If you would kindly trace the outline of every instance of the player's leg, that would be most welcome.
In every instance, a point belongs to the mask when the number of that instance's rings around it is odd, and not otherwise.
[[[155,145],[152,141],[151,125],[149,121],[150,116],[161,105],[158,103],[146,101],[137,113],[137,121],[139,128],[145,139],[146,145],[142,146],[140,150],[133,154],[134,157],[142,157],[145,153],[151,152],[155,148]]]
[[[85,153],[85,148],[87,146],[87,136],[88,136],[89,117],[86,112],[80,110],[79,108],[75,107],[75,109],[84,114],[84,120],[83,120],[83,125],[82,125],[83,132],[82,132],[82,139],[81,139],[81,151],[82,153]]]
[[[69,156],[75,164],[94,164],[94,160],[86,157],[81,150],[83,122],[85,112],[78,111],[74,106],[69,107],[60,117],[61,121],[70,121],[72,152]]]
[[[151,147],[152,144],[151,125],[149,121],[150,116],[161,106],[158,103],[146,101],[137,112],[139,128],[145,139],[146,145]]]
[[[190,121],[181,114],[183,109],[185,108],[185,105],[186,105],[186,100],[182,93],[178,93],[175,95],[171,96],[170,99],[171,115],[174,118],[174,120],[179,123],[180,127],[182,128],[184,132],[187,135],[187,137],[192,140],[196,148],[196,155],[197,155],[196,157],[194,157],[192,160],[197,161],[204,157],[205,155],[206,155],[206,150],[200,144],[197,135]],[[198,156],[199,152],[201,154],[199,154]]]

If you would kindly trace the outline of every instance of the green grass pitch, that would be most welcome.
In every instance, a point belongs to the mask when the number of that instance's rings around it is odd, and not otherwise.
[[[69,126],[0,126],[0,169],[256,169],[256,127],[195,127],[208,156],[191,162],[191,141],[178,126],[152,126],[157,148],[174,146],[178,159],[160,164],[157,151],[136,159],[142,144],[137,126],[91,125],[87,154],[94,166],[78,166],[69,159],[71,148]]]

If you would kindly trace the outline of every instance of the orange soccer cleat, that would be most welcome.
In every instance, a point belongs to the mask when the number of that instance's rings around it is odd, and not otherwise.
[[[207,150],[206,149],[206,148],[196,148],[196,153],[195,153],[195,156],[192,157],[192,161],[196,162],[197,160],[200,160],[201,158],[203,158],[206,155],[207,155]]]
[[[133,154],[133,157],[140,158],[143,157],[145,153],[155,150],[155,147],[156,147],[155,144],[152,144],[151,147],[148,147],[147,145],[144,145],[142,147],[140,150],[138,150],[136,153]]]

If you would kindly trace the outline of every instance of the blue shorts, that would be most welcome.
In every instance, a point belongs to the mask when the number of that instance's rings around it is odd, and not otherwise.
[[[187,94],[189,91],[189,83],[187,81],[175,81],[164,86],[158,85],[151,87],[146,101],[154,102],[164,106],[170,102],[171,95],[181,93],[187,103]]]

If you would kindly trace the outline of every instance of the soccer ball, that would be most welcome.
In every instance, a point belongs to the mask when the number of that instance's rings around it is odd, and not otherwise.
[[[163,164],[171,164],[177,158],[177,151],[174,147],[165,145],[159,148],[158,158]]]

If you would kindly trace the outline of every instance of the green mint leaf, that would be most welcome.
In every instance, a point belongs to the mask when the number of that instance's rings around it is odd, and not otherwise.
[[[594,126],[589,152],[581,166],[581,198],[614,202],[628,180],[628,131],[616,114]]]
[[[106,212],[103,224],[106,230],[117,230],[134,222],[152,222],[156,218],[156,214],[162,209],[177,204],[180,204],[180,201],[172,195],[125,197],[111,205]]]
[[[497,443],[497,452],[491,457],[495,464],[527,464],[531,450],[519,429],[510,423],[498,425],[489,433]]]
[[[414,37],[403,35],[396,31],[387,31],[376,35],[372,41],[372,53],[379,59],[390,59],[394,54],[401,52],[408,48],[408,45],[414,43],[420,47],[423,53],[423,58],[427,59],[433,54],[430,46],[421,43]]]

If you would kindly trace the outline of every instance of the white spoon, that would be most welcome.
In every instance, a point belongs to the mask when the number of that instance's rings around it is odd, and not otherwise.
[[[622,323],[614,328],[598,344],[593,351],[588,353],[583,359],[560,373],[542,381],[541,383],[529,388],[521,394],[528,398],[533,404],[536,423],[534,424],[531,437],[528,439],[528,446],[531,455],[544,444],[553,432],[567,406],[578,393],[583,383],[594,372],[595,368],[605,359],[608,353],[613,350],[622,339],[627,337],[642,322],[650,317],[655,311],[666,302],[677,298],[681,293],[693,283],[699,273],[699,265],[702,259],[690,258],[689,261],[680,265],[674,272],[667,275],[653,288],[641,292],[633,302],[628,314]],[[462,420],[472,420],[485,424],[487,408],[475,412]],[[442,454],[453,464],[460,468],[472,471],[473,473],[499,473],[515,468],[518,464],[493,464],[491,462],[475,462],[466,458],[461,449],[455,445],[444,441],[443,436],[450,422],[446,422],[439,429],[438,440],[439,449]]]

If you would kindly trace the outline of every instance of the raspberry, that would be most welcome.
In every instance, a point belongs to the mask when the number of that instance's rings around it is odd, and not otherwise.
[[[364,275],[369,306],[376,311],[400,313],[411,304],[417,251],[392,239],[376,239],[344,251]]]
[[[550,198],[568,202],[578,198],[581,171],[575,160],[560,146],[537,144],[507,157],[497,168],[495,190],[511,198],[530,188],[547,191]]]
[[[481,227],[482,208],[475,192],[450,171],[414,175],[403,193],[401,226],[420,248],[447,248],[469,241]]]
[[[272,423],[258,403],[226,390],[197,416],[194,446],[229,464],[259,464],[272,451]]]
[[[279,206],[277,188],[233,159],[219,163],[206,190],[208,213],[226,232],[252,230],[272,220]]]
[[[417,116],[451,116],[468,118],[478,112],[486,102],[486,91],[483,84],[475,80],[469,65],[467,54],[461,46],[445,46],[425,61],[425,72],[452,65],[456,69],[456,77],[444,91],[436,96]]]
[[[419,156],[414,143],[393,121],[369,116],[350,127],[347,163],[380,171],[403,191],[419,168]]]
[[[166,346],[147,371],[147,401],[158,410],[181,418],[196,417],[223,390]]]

____

WHAT THE TASK ASKS: Copy the data above exactly. Every line must be included.

SOLUTION FOR THIS TASK:
If you would kindly trace the outline of every instance of the player's leg, that would be most welcome.
In every instance, a point belongs to the mask when the number of that instance's rings around it is odd, and not otherwise.
[[[155,145],[152,141],[151,125],[149,121],[150,116],[161,105],[158,103],[146,101],[137,113],[137,121],[139,128],[145,139],[146,145],[142,146],[140,150],[133,154],[134,157],[142,157],[145,153],[151,152],[155,148]]]
[[[85,153],[85,148],[87,146],[87,136],[88,136],[89,117],[86,112],[80,110],[79,108],[75,107],[75,109],[84,114],[84,120],[83,120],[83,125],[82,125],[83,132],[82,132],[82,139],[81,139],[81,151],[82,153]]]
[[[69,156],[75,164],[94,164],[94,160],[86,157],[81,150],[83,122],[85,112],[78,111],[74,106],[69,107],[60,117],[61,121],[70,121],[72,152]]]
[[[151,147],[152,144],[151,125],[149,121],[150,116],[161,106],[158,103],[146,101],[137,112],[139,128],[145,139],[146,145]]]
[[[190,121],[181,114],[183,109],[185,108],[185,105],[186,105],[186,100],[182,93],[178,93],[175,95],[171,96],[170,99],[171,115],[174,118],[174,120],[179,123],[180,127],[182,128],[184,132],[187,135],[187,137],[192,140],[196,148],[196,155],[197,155],[196,157],[194,157],[192,160],[197,161],[204,157],[205,155],[206,155],[206,150],[200,144],[197,135]],[[198,156],[199,152],[201,154],[199,154]]]

If you would kindly trace the outline of every instance of the green grass pitch, that would be most welcome.
In every instance, a point belongs to the mask when the number of that instance's rings around it is odd, and not otherwise.
[[[69,126],[0,126],[0,169],[256,169],[256,127],[195,127],[208,156],[191,162],[191,141],[178,126],[152,126],[157,148],[174,146],[178,159],[160,164],[157,151],[136,159],[142,144],[137,126],[91,125],[87,154],[94,166],[78,166],[69,159],[71,148]]]

If you would kindly trace the outline of every instance of the orange soccer cleat, that would be most welcome.
In every instance, a point belongs to the mask when the number of that instance's rings around it is odd, and not otherwise.
[[[207,150],[206,149],[206,148],[196,148],[196,153],[195,153],[195,156],[192,157],[192,161],[196,162],[197,160],[200,160],[201,158],[203,158],[206,155],[207,155]]]
[[[133,154],[133,157],[140,158],[143,157],[145,153],[155,150],[155,147],[156,147],[155,144],[152,144],[151,147],[148,147],[147,145],[144,145],[142,147],[140,150],[138,150],[136,153]]]

If you would kindly trace the outline of every instance of the blue shorts, that would be most welcome.
In every instance, a point belongs to the mask when the number of that instance's rings around it is odd, and not otherwise.
[[[187,94],[189,91],[189,83],[187,81],[175,81],[164,86],[158,85],[151,87],[146,101],[154,102],[164,106],[170,102],[171,95],[181,93],[187,103]]]

If you would kindly trace the outline of every instance of the soccer ball, that would be most welcome.
In every instance, a point belongs to the mask when the number of that instance's rings around it is odd, and not otherwise.
[[[163,164],[171,164],[177,158],[177,151],[174,147],[165,145],[159,148],[158,158]]]

If you would kindly trace the outline of every instance of the green mint leaf, that would be most welcome.
In every instance, a point belongs to the mask when the number of that instance's rings around it is odd, and not otherwise.
[[[594,126],[589,152],[581,166],[581,198],[614,202],[628,180],[628,131],[616,114]]]
[[[106,212],[103,224],[106,230],[117,230],[134,222],[152,222],[156,218],[156,214],[162,209],[177,204],[180,204],[180,201],[172,195],[125,197],[111,205]]]
[[[497,443],[497,452],[491,457],[495,464],[527,464],[531,450],[519,429],[510,423],[498,425],[489,433]]]
[[[414,37],[403,35],[396,31],[387,31],[376,35],[372,41],[372,53],[379,59],[390,59],[394,54],[401,52],[408,48],[408,45],[414,43],[420,47],[423,53],[423,58],[427,59],[433,54],[430,46],[421,43]]]

If you would kindly trace the outline of every instance of the white spoon, that would be most welcome.
In every instance, a point belongs to the mask when the number of that instance's rings around it is odd, and not otherwise.
[[[622,323],[614,328],[598,344],[593,351],[588,353],[583,359],[560,373],[542,381],[541,383],[529,388],[521,394],[528,398],[533,404],[536,423],[534,424],[531,437],[528,439],[528,446],[531,455],[544,444],[553,432],[567,406],[578,393],[583,383],[594,372],[595,368],[605,359],[608,353],[613,350],[622,339],[627,337],[642,322],[650,317],[655,311],[666,302],[677,298],[681,293],[693,283],[699,273],[699,265],[702,259],[690,258],[689,261],[680,265],[674,272],[667,275],[653,288],[641,292],[633,302],[628,314]],[[462,420],[472,420],[485,424],[487,408],[475,412]],[[442,454],[453,464],[460,468],[472,471],[473,473],[499,473],[515,468],[518,464],[493,464],[491,462],[475,462],[466,458],[461,449],[455,445],[444,441],[443,436],[450,422],[446,422],[439,429],[438,440],[439,449]]]

If you would kindly trace the outline of every instance of the raspberry, that would be most welcome.
In every instance, a point belongs to the mask when the number of that instance's rings around it is odd, and not otherwise.
[[[364,275],[369,306],[376,311],[400,313],[411,304],[417,251],[392,239],[376,239],[344,251]]]
[[[550,198],[568,202],[578,198],[581,171],[575,160],[560,146],[537,144],[507,157],[497,168],[495,190],[511,198],[530,188],[547,191]]]
[[[481,227],[482,208],[475,192],[450,171],[414,175],[403,193],[401,226],[420,248],[447,248],[469,241]]]
[[[272,423],[258,403],[226,390],[197,416],[194,446],[229,464],[259,464],[272,451]]]
[[[279,206],[277,188],[233,159],[219,163],[206,190],[208,213],[226,232],[252,230],[272,220]]]
[[[417,116],[451,116],[468,118],[478,112],[486,102],[486,91],[483,84],[475,80],[469,65],[467,54],[461,46],[445,46],[425,61],[425,72],[452,65],[456,69],[456,77],[444,91],[436,96]]]
[[[419,156],[414,143],[393,121],[369,116],[350,127],[347,163],[380,171],[403,191],[419,168]]]
[[[166,346],[147,371],[147,401],[158,410],[181,418],[196,417],[223,390]]]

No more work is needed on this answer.